◆ **ПРИМЕНИТЕ ПРОЧИТАННОЕ**:
**1.** Ответьте на вопросы по отрывку о Хармсе и докторе Шапо.
(а) Что доктор Шапо ставил под кровать больного?
(б) Для кого Даниил Иванович держал швабру в особом дезрастворе?
(в) Через сколько дней обещал прийти врач из поликлиники?
**2.** Напишите продолжение отрывка о Хармсе и докторе Шапо, начав сразу после его последнего предложения.

Даниил Иванович бывал у нас почти ежедневно, поэтому я редко его навещала – только когда он болел. У нас был общий домашний врач – доктор Шапо. Он был «не совсем в норме», что сильно веселило нас и приводило в восхищение Хармса. «Самое важное – это диагноз, - рассказывал он всем, – важно определить болезнь (лечить может каждый)». Шапо придумал гениальный способ. Под кровать больного он ставил тазик с водой и пускал туда половинки скорлупы грецкого ореха с маленькими зажженными свечками внутри. По краям таза были прикреплены бумажки с надписями: воспаление легких, ревматизм, хандра обыкновенная, чума, ангина и прочее. Если скорлупка останавливалась да еще ко всему загоралась бумажка – значит, сомнений в диагнозе нет. Лечил этот врач, не уходя из квартиры, пока пациент не выздоравливал. Он питался в доме, спал на диванчике, выводил собак гулять, раскладывал пасьянсы и так замечательно ухаживал за больными, что очень было надежно и интересно болеть. Было одно неудобство – он любил пить и кофе, и водку, и чай, и вино, и выпивал, что давали, в очень большом количестве. Сидел за столом часами и с кем попало разглагольствовал, иногда срываясь дать лекарство или поставить горчичник больному. Тут-то и обнаруживали под его стулом лужицу. Даниил Иванович специально для него держал швабру в особом дезрастворе. Других врачей он презирал и издевался над ними сколько мог. Однажды, когда Хармс заболел воспалением легких, а доктор Шапо куда-то ушел «под воду» (он иногда терялся), пришлось вызвать врача из поликлиники.
Осмотрев Даниила Ивановича и прописав рецепты, врач сказал уходя: «Самое нужное вам – свежий воздух, надо проветривать комнаты, у вас накурено... Я приду через два дня», - и опять долго говорил о хорошем воздухе. Хармс вызвал меня по телефону, жалобным голосом просил прийти, чтобы встретить врача.

◆ **ИСХОДНЫЕ ДАННЫЕ**:
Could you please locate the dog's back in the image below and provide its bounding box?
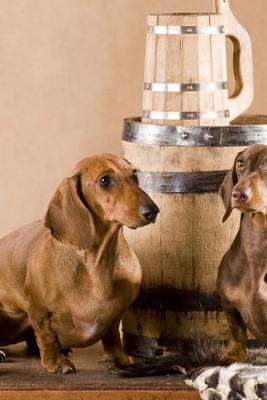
[0,221,45,312]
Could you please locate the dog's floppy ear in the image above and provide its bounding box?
[219,151,243,222]
[44,175,94,249]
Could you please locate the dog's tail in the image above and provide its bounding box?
[122,354,193,377]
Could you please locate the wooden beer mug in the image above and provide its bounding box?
[142,0,254,126]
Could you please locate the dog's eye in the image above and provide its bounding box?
[132,169,138,183]
[99,175,111,187]
[237,159,245,168]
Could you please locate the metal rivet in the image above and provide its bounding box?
[205,133,213,140]
[187,114,194,118]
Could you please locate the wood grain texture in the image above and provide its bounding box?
[0,389,200,400]
[0,343,197,394]
[123,134,244,342]
[143,1,253,126]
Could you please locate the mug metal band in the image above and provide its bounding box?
[144,82,228,92]
[138,170,228,193]
[147,25,224,35]
[142,110,230,121]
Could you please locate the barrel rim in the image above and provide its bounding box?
[122,114,267,147]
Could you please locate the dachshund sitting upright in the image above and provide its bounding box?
[217,145,267,363]
[0,154,159,374]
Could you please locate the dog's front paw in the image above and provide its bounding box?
[102,351,134,369]
[43,356,76,374]
[220,351,246,365]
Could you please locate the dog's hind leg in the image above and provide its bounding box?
[29,312,75,374]
[220,299,248,364]
[102,316,133,369]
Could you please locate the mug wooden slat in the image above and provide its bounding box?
[182,15,199,126]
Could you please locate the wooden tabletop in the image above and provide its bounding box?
[0,344,199,400]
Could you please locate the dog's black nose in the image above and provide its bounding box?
[232,190,249,204]
[140,204,159,221]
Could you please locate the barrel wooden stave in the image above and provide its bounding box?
[123,116,267,354]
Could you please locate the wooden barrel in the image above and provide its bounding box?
[142,0,253,126]
[122,116,267,356]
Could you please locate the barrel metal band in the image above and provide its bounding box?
[144,82,228,92]
[143,110,230,121]
[122,116,267,147]
[147,25,225,35]
[138,170,228,193]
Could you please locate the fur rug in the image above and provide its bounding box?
[124,340,267,400]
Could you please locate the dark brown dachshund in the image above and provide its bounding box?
[217,145,267,363]
[0,154,159,373]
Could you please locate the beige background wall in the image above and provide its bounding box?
[0,0,267,235]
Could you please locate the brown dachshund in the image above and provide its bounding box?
[0,154,159,374]
[217,145,267,363]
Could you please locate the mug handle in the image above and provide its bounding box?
[215,0,254,120]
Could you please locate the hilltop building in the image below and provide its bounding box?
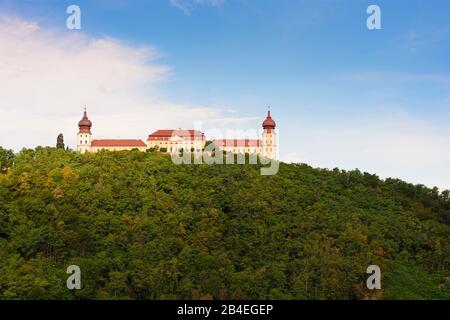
[77,108,277,159]
[213,110,277,159]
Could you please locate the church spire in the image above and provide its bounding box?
[263,106,276,129]
[78,106,92,134]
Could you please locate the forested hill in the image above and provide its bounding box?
[0,148,450,299]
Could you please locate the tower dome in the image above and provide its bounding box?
[263,108,276,129]
[78,108,92,133]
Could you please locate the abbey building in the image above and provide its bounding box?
[77,109,277,159]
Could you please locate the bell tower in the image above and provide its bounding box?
[262,107,278,160]
[77,108,92,153]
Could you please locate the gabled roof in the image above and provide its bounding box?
[147,129,205,140]
[91,139,147,148]
[213,139,262,147]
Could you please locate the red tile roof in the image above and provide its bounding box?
[147,129,205,140]
[213,139,262,147]
[91,139,147,148]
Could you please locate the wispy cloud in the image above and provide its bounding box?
[169,0,225,15]
[0,16,246,150]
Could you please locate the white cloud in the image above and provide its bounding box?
[169,0,224,15]
[280,112,450,189]
[0,17,250,150]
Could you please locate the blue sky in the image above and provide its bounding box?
[0,0,450,188]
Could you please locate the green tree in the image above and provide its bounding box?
[0,147,14,173]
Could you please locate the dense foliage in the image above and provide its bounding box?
[0,148,450,299]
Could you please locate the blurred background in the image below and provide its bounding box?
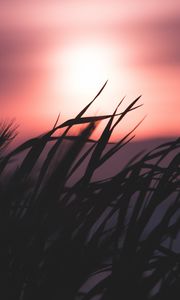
[0,0,180,143]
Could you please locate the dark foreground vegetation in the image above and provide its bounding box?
[0,82,180,300]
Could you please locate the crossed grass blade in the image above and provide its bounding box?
[0,88,180,300]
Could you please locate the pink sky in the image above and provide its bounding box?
[0,0,180,138]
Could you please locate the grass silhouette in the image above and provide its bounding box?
[0,83,180,300]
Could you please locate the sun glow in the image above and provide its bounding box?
[52,43,118,105]
[64,46,112,92]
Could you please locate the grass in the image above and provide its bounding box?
[0,83,180,300]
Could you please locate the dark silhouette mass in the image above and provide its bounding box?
[0,83,180,300]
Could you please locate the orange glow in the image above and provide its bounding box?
[0,0,180,142]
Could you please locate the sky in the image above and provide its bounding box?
[0,0,180,139]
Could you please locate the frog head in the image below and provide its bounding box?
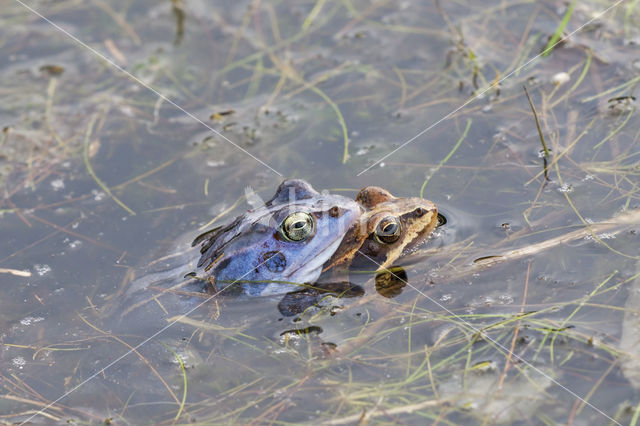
[193,179,363,296]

◆ **ОТВЕТЫ К ЗАДАНИЯМ**:
**1.**
(а) Тазик с водой, куда он пускал половинки скорлупы грецкого ореха с маленькими зажженными свечками.
(б) Для доктора Шапо.
(в) Через два дня.

**2.**
Комната его была так наполнена всякими затейливыми придумками, что описать её нет сил. Проволоки и пружины тянулись в разных направлениях, на них висели, дрожали и переплетались какие-то коробочки, чертики, символы и эмблемы, и все это менялось по мере появления новых аттракционов. Было много книг, среди них разные раритеты – Библия на древнееврейском, огромная толщенная книга «Черная магия», какие-то старые манускрипты. Окна были заклеены бумагой наглухо, запах был чудовищный, на голове у больного – дамская шляпка с пером, поверх какой-то коврик с бахромой, на руках разные перчатки.
Когда пришел доктор, я вышла. За дверью было слышно, как он орал, а Даниил Иванович что-то тихо отвечал. Потом доктор вылетел из двери, схватил пальто и, крикнув мне в лицо: «Сумасшедший, издевательство, болван», - полетел на следующий вызов. Когда я вошла, Даниил Иванович, совсем одетый, бритый, безупречно вежливый, подвинул мне кресло и предложил прочесть стихи, написанные в мою честь. Назывались они: «От чистых легких». Я увидела, что бумага на окнах проткнута в нескольких местах, - оказывается, это Даниил Иванович сделал наспех карандашом, когда доктор сказал, что в комнате темно.
- А как вы добились такого необыкновенного зловония? - спросила я.
Тут Даниил Иванович просиял и, вынув из-под кровати коробку с капустными кочерыжками, показал мне её жестом скромного изобретателя. Потом по моей просьбе открыл окно настежь и бросил вниз коробку, положив туда уже ненужные реквизиты – шляпку и прочее, тщательно перевязав все верёвкой. «Как обрадуется какая-нибудь бедная женщина, она найдет тут и обед, и во что одеться».